India
- Joined FIBA: 1936
- FIBA zone: FIBA Asia
- National federation: Basketball Federation of India
- Coach: Scott Flemming
- Nickname: The Young Cagers

U19 World Cup
- Appearances: None

U18 Asia Cup
- Appearances: 22
- Medals: None
| Home | Away |

= India men's national under-18 basketball team =

The India men's national under-18 basketball team is a national basketball team of India, administered by the Basketball Federation of India. It represents the country in men's international under-18 basketball competitions.

The team's best performance to date was 4th place at the 1972 Asian Basketball Under-18 Championship.

STORED DATA
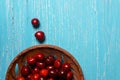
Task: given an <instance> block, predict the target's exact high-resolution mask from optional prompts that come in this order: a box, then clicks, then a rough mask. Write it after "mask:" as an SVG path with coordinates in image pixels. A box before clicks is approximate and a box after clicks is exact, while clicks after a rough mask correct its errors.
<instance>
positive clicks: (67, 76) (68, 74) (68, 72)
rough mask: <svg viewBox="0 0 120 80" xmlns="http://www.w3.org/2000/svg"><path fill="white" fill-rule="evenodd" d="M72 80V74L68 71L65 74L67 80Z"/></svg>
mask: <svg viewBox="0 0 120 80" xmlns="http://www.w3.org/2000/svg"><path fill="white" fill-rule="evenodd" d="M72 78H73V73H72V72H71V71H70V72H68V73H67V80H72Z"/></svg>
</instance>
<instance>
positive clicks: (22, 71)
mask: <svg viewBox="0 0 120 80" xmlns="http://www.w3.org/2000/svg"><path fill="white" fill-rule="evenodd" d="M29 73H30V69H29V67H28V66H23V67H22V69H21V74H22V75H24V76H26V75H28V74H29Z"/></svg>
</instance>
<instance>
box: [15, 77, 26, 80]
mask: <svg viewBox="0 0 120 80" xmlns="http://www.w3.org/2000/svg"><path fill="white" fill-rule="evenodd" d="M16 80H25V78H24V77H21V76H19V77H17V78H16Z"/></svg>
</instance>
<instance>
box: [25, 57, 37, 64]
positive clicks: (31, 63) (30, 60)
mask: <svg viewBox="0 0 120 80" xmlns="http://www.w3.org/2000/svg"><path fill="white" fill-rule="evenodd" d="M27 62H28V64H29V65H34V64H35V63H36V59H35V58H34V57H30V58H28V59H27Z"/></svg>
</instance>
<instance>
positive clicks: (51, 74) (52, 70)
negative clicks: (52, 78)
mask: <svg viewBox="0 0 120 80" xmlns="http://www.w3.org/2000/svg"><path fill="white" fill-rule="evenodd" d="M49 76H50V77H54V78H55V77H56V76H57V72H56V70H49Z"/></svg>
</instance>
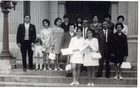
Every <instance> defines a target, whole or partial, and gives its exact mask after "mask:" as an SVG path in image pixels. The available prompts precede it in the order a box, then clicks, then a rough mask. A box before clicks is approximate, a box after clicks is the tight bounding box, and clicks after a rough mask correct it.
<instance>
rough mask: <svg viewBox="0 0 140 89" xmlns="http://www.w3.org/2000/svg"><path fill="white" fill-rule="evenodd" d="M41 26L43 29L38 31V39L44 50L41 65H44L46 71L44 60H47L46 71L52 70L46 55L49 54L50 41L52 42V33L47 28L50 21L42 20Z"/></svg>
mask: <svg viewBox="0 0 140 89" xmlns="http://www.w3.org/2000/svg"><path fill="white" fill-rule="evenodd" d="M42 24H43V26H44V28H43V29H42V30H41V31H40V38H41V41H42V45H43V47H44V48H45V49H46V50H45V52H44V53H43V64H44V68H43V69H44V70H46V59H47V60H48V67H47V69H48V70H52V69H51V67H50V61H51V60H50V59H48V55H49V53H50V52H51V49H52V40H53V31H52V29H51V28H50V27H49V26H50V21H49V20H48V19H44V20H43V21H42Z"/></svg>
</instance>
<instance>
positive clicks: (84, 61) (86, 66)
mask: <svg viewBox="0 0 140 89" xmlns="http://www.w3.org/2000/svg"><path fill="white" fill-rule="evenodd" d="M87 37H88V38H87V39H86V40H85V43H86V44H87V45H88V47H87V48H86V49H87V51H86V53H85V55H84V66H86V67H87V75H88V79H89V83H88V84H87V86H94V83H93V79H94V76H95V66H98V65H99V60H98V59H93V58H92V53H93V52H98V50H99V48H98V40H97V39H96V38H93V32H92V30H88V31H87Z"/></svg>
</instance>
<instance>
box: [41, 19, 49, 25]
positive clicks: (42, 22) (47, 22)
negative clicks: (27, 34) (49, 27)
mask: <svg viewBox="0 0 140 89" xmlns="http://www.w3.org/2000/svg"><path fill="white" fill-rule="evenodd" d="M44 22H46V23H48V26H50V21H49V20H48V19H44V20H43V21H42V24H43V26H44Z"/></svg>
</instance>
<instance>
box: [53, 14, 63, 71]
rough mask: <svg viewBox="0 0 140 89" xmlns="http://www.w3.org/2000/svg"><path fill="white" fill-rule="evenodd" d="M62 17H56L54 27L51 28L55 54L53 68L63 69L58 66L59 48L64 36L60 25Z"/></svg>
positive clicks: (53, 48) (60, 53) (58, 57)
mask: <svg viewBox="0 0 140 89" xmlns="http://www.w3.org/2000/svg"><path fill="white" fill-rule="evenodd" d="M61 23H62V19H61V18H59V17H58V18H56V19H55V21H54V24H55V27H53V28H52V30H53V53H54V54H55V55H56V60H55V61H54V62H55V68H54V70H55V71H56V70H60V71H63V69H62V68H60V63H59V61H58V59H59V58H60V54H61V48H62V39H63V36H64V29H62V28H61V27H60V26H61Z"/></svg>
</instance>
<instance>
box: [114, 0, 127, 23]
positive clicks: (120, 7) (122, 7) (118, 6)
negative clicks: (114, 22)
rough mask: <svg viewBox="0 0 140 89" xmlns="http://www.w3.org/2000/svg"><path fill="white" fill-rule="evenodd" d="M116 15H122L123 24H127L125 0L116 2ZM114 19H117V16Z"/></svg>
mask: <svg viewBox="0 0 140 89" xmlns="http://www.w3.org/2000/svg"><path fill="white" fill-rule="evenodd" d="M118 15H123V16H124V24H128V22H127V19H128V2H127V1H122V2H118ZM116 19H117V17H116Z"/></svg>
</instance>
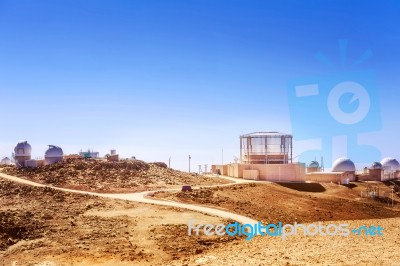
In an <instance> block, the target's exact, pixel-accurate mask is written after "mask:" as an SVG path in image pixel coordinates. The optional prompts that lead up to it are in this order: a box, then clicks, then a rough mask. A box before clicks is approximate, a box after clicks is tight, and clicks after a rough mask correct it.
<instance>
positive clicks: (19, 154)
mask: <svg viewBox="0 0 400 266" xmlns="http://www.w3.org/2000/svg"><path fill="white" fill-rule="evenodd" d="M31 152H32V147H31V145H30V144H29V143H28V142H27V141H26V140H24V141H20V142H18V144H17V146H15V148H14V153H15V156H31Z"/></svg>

TASK STATEMENT
According to the page on India's men's under-18 basketball team, what is the team's best performance to date?

OUTPUT FOR THIS EXERCISE
4th place at the 1972 Asian Basketball Under-18 Championship.